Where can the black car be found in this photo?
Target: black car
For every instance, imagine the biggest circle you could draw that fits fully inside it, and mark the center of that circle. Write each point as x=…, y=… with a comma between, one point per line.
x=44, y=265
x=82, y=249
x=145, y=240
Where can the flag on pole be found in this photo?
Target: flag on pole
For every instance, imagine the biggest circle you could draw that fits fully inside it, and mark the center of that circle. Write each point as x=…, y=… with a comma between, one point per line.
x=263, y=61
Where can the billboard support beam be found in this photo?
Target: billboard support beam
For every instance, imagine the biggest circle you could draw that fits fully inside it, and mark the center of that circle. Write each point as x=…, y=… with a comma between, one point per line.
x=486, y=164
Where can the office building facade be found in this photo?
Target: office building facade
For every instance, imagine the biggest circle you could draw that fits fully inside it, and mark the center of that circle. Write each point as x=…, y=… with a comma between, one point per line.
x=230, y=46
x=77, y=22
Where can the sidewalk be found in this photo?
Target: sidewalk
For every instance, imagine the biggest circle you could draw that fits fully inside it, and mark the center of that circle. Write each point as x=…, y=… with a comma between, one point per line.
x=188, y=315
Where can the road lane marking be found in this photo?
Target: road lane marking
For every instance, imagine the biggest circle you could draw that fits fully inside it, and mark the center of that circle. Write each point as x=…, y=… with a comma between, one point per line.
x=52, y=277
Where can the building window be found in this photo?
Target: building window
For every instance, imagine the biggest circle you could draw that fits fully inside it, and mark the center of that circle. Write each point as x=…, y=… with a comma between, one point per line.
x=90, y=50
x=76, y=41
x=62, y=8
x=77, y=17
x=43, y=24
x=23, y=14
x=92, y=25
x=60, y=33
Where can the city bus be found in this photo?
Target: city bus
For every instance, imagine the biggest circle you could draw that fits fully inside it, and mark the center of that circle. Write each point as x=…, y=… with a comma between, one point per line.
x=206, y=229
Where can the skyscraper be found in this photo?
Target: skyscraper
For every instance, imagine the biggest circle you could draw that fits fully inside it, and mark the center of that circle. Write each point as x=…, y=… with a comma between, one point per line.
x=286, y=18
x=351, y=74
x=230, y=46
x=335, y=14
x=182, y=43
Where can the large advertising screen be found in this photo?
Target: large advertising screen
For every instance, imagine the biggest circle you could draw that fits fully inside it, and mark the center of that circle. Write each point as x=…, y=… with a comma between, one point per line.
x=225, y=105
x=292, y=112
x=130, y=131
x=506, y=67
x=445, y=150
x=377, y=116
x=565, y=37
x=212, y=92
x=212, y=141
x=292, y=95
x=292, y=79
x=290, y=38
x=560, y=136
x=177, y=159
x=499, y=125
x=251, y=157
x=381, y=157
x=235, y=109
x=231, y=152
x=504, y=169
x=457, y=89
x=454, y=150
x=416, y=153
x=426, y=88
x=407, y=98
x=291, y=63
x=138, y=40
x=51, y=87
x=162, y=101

********

● Stated goal
Rewrite all of the rows above as a numbered list, leaving out any blank lines.

● Reply to the task
1. Where can the black car be found in this photo?
2. Target: black car
3. For every instance, imagine the biggest circle you could draw that fits fully inside it, and mark the center of that circle. Write each point as x=…, y=… with a comma between, one point per line.
4. x=44, y=265
5. x=82, y=249
6. x=145, y=240
7. Where can the flag on pole be found in this photo?
8. Target: flag on pole
9. For every instance, imagine the biggest circle you could draw that fits fully inside it, and mark the center of that circle. Write each point as x=…, y=… with a comma between, one point per line.
10. x=263, y=61
11. Where can the billboard support beam be found in this photo?
12. Target: billboard support beam
13. For every instance, imagine the biggest circle you could draw that fits fully inside it, and mark the center of that circle. Write each point as x=…, y=… with a comma between, one point per line.
14. x=486, y=164
15. Where can the office building facade be found in this photo?
16. Target: office building facade
17. For every instance, imagine the biggest circle you could draw that fits fully inside it, and mark the center of that circle. Write each point as x=…, y=… with a comma between, one point per line.
18. x=230, y=46
19. x=77, y=22
20. Where can the sidewalk be found in this photo?
21. Target: sidewalk
22. For every instance, imagine the biggest circle you could draw that fits fully inside it, and mark the center of that circle. Write each point as x=…, y=… with a comma between, one point per line.
23. x=188, y=315
24. Where can the road lane marking be found in this photo?
25. Target: road lane marking
26. For every instance, imagine the biggest circle you could draw that fits fully inside it, and mark the center of that circle. Write each point as x=…, y=… with a comma between, one point per line.
27. x=52, y=277
28. Where can the building window be found in this photo?
29. Target: building window
30. For every instance, imagine the biggest circle you could draw that fits fully inside it, and mark the center of that circle. Write each point as x=…, y=… with a comma between, one point per line.
31. x=90, y=50
32. x=76, y=41
33. x=62, y=8
34. x=77, y=17
35. x=43, y=24
36. x=23, y=14
37. x=92, y=25
38. x=60, y=33
39. Where can the city bus be found in this photo?
40. Target: city bus
41. For every instance, imagine the biggest circle you could draw that fits fully inside it, and mark the center of that circle. Write each point as x=…, y=… with a comma between, one point per line.
42. x=206, y=229
43. Where can the skyscraper be found in this photo?
44. Target: skyscraper
45. For every instance, imagine the biggest circle you could draw that fits fully inside it, and mark the center of that circle. Write each point as x=…, y=… with a comma between, one point per line.
46. x=286, y=18
47. x=351, y=74
48. x=230, y=46
49. x=335, y=14
50. x=182, y=43
51. Where can the large advertising screen be found in this photo?
52. Target: large advertising screen
53. For every instance, imagine the biggest circle you could draw that fits fully inside it, and mark the center of that circle. Write each point as x=…, y=… with a comma between, one point per line.
54. x=225, y=105
55. x=292, y=112
56. x=130, y=131
57. x=506, y=67
58. x=445, y=150
59. x=377, y=116
60. x=565, y=37
61. x=212, y=92
62. x=212, y=141
63. x=292, y=95
64. x=292, y=79
65. x=290, y=38
66. x=560, y=136
67. x=177, y=159
68. x=499, y=125
69. x=251, y=157
70. x=381, y=157
71. x=235, y=109
72. x=231, y=152
73. x=504, y=169
74. x=457, y=89
75. x=454, y=150
76. x=416, y=153
77. x=426, y=88
78. x=407, y=98
79. x=291, y=63
80. x=138, y=40
81. x=51, y=87
82. x=162, y=101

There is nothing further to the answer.